SELECTED EXTRACT:

So, how did the Mute Gods happen? Thomas Waber from Inside Out encouraged Beggs to start a project based on his own songwriting. Its name, The Mute Gods, is a reaction to the global medial climate in which hate preachers get much attention while voices of reason go unheard in the mass media. [4]
The band consists of people who play in Steve Hackett’s and Steven Wilson’s bands, and it is not surprising that the musical outcome sounds like a mix of both artists combined with the good feeling for fine pop tunes that Beggs has had since Kajagoogoo. In short: Strong pop rock with a few odd turns, perfectly produced with powerful, differentiated sound. Their three albums are quite clearly a trilogy. This is evident in the artwork with its mirror foil and the “mirror man” and continues through the music and the topics, mainly contemporary observations on the current era of post-factual populism. Since we get enough of that every day everywhere the album becomes more enjoyable if we focus on the music. It stands both the tests of casual listening and repeated close inspection.
Do Nothing Till You Hear From Me (2016)
Most of the material that appeared on the band’s 2016 debut Do Nothing Till You Hear From Me was written in 2014. Nick d’Virgilio (ex-Spock’s Beard, drums on Calling All Stations) and Gary O’Toole (Steve Hackett’s band) play the drums; Adam Holzman (Miles Davis, Steven Wilson), Rob Reed (Magenta) and Frank Van Bogaert play the keyboards, and multiinstrumentalist Ricky Wilde (brother and producer of 1980’s pop icon Kim Wilde) supplements the core band.
The title tracks refers to one of Beggs’ favourite subject matters that pervades all albums: Aliens, religion, media disinformation, the influence of the industrial-military complex on political decisions. “The album has a variety of moods”, Beggs told music journalist Anil Prasad in a good interview, “but it is mainly a pissed off account of the dystopy we have created for us and our children.” [5]
The programmatic Praying To A Mute God is a highlight on the album. An instrumental interlude briefly moves into the a-tonal before it returns all the more melodiously to the finale. This pattern can actually be found on several tracks.
Nightschool For Idiots is a ballad-like song with good sounds somewhere between retro-prog and new artrock. Begg’s voice hovers over a dense, but light and melodious blanket of sound.
Nick Beggs has dedicated Feed The Troll to the people who have too much time on their hands [6] (and spend it trolling the internet). The song is closer to the style of more recent prog bands. It was not really inspired by Steven Wilson, but the song clearly is related to Wilson’s track Index. Feed The Troll moves freely between industrial music, electronic sound bubbles, cascades of noise and melodious tunes – you could say whole spectrum of the band is showcased in this one song. Your Dark Ideas continues to aggressive side of the album that is countered by the quiet pop ballad Last Man On Earth. That song has a remarkable, ethereal guitar solo. Momentum is added with In The Crosshairs, an instrumental that resembles Steve Hackett’s recent output. Steve Wilson fans will experience a déjà-vu during the keyboard-dominated Strange Relationship.

DIRECTIONS:
a - In the records, rewrite the stretch from the line containing "Scouting task: drop one point on every instance of the chainsaw" through the line containing "[(214, 234)]" with "chainsaw" changed to "axe" and nothing else altered. Return only those lines.
b - Write what follows the last sentence of the review of The Mute Gods and their albums.

GIVEN RECORDS:

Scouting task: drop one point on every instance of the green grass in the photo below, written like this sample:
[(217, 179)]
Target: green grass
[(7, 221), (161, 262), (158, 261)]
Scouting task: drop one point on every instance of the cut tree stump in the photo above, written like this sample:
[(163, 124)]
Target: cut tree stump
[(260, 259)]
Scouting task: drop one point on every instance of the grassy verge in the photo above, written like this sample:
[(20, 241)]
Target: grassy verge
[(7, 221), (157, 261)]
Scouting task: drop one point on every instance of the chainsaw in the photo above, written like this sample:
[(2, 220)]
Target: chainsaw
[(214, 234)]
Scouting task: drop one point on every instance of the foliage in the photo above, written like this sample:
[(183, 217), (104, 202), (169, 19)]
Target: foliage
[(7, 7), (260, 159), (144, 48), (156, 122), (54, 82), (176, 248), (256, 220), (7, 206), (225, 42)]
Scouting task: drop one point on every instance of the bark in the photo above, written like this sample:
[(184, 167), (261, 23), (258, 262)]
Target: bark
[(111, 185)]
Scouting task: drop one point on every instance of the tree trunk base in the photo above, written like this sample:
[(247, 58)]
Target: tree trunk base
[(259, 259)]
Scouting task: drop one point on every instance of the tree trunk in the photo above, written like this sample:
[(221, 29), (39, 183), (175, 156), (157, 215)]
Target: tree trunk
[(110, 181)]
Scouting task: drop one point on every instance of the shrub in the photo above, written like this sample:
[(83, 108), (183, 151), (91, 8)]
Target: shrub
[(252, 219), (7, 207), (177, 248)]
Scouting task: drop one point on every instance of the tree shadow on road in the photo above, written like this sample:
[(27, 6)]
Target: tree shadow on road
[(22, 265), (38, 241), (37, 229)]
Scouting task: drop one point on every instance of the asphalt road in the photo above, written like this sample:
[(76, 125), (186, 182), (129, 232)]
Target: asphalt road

OUTPUTS IN ORDER:
a -
Scouting task: drop one point on every instance of the axe in the photo above, written like this sample:
[(2, 220)]
Target: axe
[(214, 234)]

b -
The best song of the album is Swimming Horses, a joint composition by Nick Beggs, Nick d’Virgilio and Rob Reed. The introduction already gives you a glimpse at the epic that is to follow. When Beggs’ bass starts to gallop, the guitars sing and dreamy piano parts come in, prog fans will be in raptures until the finale with an epic orchestration. Mavro Capelo moves into a harder direction again before the album ends with Father Daughter, an aptly titled duet of Nick Beggs with his daughter Lula with piano sound and reduced percussion.
This first album has an excellent structure and complex sounds. Beggs keeps up the tension across the album with a clever arrangement of moods and songs.
Tardigrades Will Inherit The Earth (2017)
Tardigrades are tiny animals (less than one millimetre in size) that can survive almost everywhere under almost any environmental conditions. The title of this album indicates a post-apocalyptic world. The topics addressed are equally eschatological, starting with the realisation that We Can’t Carry On. We must not go on like this with our society and our planet. Says Beggs: „If you look at the lyrics, I think the lyrics are very dark. There’s some dark melodic ideas and it’s quite gnarly. It’s not as ranty as a Rage Against The Machine album or something of that genre. It’s melodic, but it’s the angriest album I’ve ever made.“ [7] Splits in the society and the waste of ressources made Beggs very pessimistic in a 2017 interview: „I don’t have great hopes for humanity, I think we’re living on very thin times and don’t think we’ve got long to go. I think in the next hundred years we’re going to see life become very very difficult for the human race.“ [8]
The album is much harder and less multi-faceted than its predecessor. Saltatio Mortis is an untypical album opener. It could have been on Steve Hackett’s Wolflight and it is, in fact, the only song on the album written by Roger King.
And here comes the anger mentioned before: Animal Army rumbled angrily out of the speakers. As we mentioned, We Can’t Carry On expresses exactly this realization. The song moves in the same electronic areas that Feed The Troll entered on the debut album. The Dumbing Of The Stupid addresses the subject of stultification with strong effects on Beggs’ voice before Early Warning offers some relief with acoustic guitars and crystalline vocals.
The title track describes how transient human life is as the title is repeated like a mantra, oscillating between peculiarly merry and threatening vocals. Window Onto The Sun shows off the progressive side of the band. After an atmospheric intro the Mute Gods weave a pleasant rhythmic net with slightly strange guitar solos and Beggs’ variable voice on top of it. Lament is a very short instrumental, but it is delicately beautiful; Beggs plays the stick, and King adds orchestral sounds.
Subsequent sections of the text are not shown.